## [WHAT YOU ARE ASKED TO DO]
Repeat the material word for word, starting with its first line and going on through the line containing "top-left (252, 70), bottom-right (493, 437)", both ends included.

>>>

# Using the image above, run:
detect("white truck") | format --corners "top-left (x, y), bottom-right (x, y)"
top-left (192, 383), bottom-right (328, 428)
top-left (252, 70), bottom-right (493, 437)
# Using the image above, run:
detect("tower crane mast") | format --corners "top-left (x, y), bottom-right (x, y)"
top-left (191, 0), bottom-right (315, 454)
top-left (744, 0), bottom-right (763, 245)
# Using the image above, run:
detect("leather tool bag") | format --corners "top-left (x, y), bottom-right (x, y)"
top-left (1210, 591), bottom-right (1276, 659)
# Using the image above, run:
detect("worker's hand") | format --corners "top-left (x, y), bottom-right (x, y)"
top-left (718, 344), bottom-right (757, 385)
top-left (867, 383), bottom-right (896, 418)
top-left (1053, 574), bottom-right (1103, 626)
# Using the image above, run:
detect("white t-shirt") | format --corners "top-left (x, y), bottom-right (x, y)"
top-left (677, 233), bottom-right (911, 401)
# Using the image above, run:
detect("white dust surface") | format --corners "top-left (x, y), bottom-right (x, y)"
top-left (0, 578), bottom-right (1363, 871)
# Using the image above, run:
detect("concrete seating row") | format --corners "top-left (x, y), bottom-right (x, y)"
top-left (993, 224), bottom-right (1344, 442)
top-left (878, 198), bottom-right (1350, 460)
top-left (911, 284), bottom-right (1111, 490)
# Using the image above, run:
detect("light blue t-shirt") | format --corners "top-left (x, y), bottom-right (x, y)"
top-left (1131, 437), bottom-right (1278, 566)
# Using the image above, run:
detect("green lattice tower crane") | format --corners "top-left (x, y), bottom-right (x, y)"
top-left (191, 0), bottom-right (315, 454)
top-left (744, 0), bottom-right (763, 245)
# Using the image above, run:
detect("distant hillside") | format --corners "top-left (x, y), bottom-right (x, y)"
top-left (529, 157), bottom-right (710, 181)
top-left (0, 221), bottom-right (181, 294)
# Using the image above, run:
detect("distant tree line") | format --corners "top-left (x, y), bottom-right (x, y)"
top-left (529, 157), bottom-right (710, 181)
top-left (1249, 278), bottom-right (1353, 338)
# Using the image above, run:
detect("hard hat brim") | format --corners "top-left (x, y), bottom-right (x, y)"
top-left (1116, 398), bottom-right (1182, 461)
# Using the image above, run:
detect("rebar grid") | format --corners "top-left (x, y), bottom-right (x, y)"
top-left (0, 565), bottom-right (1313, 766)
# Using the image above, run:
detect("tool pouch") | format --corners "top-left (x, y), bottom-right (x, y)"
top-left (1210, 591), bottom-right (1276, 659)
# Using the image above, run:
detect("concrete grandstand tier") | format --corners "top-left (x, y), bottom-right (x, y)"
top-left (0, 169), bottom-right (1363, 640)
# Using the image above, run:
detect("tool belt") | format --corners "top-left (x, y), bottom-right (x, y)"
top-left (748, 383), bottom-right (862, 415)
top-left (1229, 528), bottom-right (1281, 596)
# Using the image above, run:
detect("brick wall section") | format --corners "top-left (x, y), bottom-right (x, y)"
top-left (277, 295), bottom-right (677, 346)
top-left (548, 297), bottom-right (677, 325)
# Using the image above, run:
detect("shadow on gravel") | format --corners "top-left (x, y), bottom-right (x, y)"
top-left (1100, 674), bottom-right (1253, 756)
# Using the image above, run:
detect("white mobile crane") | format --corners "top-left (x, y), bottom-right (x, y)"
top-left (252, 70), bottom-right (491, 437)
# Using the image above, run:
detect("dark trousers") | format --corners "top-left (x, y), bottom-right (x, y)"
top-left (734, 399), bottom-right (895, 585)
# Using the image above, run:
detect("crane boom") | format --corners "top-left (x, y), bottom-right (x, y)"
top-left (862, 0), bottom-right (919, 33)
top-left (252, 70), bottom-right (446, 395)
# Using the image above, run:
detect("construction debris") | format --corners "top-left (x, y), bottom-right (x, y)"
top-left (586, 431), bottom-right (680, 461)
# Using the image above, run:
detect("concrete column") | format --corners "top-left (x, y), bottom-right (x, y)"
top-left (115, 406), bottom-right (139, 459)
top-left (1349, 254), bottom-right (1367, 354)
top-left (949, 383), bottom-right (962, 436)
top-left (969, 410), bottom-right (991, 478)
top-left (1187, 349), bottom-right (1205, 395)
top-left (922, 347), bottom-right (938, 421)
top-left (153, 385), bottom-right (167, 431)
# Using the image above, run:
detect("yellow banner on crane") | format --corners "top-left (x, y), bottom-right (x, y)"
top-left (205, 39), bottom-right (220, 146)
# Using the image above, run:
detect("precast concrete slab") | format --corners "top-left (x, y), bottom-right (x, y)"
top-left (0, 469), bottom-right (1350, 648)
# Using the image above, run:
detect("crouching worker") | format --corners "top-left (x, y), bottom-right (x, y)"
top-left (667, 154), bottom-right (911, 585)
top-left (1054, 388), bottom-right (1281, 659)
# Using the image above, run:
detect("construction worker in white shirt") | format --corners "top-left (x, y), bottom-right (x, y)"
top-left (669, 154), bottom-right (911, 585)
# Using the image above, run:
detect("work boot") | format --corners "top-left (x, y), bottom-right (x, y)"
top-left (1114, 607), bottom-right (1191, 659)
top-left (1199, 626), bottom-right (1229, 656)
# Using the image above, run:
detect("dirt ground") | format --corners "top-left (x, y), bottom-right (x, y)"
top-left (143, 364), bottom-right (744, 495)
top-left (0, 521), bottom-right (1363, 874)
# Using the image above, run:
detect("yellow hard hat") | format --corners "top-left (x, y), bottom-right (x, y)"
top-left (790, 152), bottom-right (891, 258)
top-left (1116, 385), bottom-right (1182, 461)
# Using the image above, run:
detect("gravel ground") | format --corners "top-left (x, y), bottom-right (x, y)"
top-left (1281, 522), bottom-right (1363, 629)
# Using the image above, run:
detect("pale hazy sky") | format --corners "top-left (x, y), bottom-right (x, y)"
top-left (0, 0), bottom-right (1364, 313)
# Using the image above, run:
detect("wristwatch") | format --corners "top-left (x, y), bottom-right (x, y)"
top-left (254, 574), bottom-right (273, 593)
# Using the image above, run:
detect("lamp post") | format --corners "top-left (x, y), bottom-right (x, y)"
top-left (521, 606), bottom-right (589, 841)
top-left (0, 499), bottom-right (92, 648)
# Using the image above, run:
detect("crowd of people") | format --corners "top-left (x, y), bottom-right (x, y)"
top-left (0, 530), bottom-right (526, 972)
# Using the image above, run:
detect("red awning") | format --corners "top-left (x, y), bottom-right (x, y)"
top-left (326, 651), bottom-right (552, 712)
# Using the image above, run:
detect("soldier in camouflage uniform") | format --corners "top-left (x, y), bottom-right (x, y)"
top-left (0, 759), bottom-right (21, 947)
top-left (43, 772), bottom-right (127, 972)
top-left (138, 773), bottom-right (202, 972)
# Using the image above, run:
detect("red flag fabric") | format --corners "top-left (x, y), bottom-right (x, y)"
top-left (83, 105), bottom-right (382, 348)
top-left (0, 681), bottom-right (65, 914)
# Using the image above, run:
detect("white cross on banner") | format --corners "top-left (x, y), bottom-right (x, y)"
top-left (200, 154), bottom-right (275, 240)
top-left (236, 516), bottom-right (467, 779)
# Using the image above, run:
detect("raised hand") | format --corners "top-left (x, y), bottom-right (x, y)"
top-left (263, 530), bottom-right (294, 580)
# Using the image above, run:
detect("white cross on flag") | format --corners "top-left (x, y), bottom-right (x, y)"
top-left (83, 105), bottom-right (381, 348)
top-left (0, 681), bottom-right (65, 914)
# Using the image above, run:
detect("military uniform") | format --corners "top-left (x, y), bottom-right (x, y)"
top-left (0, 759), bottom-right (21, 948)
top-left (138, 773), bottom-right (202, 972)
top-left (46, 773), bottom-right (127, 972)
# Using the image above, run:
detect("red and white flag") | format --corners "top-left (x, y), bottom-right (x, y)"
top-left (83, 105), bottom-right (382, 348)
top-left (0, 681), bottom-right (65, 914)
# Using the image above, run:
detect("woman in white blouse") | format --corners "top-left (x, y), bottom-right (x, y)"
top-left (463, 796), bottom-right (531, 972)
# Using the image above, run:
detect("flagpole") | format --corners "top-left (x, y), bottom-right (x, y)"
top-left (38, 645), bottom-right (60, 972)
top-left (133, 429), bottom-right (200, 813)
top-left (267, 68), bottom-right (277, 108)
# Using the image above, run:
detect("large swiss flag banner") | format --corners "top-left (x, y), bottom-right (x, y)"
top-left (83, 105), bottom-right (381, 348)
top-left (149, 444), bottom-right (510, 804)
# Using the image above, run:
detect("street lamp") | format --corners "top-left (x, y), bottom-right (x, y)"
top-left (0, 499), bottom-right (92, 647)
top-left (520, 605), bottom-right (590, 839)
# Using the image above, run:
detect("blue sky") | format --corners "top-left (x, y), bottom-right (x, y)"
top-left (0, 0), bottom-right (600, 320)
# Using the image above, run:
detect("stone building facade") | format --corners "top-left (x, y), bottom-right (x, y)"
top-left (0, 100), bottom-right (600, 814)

<<<

## [RESPONSE TO THIS TASK]
# Using the image above, run:
detect("white truck") | format --corners "top-left (x, y), bottom-right (x, y)"
top-left (192, 383), bottom-right (328, 428)
top-left (252, 70), bottom-right (493, 437)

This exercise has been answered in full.